* THE EXERCISE *
Starting at the line that contains "Reviewer note: check that every instance of the decorative", restate each line word for word through the final line of the data, keeping both ends.

* RAW DATA *

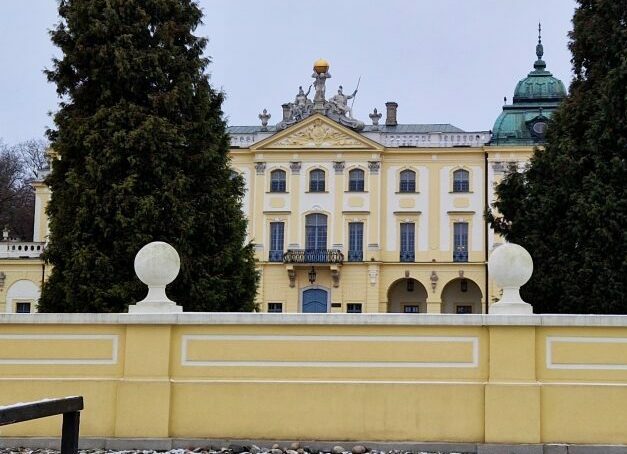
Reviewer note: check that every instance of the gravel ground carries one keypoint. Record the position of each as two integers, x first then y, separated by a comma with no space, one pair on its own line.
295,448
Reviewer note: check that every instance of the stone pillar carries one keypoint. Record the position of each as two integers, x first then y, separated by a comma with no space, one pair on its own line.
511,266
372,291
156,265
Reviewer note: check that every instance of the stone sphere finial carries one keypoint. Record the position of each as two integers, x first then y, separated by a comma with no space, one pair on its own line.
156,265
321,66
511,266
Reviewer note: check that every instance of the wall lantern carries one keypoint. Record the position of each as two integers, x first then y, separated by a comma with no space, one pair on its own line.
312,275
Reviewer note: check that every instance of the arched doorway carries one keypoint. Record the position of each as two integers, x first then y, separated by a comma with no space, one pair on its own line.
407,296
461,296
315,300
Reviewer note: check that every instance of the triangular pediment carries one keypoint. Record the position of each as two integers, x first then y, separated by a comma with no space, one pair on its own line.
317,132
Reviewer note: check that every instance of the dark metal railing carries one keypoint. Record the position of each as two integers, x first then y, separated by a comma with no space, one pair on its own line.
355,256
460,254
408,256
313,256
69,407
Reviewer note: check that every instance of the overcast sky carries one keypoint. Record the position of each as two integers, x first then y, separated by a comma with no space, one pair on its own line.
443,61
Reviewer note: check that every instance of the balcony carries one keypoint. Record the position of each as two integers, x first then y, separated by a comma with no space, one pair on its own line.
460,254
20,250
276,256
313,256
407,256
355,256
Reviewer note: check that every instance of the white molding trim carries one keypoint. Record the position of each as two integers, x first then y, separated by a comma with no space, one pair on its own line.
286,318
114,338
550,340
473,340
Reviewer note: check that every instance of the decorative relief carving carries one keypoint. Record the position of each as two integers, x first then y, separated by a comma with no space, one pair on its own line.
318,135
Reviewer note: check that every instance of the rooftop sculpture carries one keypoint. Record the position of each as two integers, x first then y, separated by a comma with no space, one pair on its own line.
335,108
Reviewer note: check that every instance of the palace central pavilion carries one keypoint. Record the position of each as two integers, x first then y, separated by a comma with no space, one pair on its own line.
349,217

* FULL SOLUTION *
Reviewer note: check that every instance of the decorative relief carving carries one keypoint. Record the position of each as two integers, x first then y, separated by a comma with no space, one pair on its own line.
318,135
Reviewer note: check that every instance of the rooftop sculpture carries one keypoint. Record the position of each as two integers, x first then y, separated by a comma with no space, one pair on its own line.
335,108
Reviewer note: check that every instance of the palace central pavilion carries one keypoint. Record the position of each as two integers, x first then y, separated by a comma with no space, one pair on its own line.
349,217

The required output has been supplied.